__WORK INSTRUCTIONS__: Extract the lines below and reproduce every one of them without any change.

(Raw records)
◆ ◆ ◆

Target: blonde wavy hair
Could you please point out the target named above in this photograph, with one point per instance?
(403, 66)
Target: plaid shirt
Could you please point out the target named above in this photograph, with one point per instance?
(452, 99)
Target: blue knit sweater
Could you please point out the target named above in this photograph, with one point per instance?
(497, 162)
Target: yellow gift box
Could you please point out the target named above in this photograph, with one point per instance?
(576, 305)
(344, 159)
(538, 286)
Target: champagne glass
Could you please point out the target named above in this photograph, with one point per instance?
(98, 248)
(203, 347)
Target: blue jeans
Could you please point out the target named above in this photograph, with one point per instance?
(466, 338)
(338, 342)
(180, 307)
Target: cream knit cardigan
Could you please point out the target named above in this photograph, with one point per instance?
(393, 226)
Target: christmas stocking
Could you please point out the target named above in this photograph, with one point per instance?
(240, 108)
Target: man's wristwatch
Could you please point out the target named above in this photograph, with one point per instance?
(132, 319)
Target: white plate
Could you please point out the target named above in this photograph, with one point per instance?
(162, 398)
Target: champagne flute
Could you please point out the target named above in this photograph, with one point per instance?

◆ ◆ ◆

__THE SOLUTION__:
Target: blonde wavy hair
Could you please point out the target named above in this photograph, with one point per instance?
(403, 66)
Target: plaid shirt
Could you please point out the target named above in this photograph, with one point per instance?
(452, 99)
Target: blue knit sweater
Could you please point out the target named above in this photograph, with one point per instance?
(497, 162)
Target: yellow gift box
Could you please point out the target named above in this photograph, with one point per instance?
(576, 305)
(344, 159)
(538, 286)
Target: champagne glass
Could you please point out the target named above in this photograph, with one point per instance?
(98, 248)
(203, 347)
Target: blue jeans
Could you please point out the target named above in this photograph, with one point per instance?
(466, 338)
(338, 342)
(180, 307)
Target: cream knit cardigan
Could you please point out the target named above in this photograph, with one point per instance?
(393, 226)
Target: christmas stocking
Could you please point out the target named above in this photograph, with one point per instance?
(240, 108)
Target: man's wristwatch
Could you please point out the target named above in this photograph, with one point per instance?
(132, 319)
Target: white plate
Could you please point out the target named above in this photograph, with one point per instance?
(162, 398)
Target: champagne flute
Could you please point out the target named above in this photograph, with one point per instance?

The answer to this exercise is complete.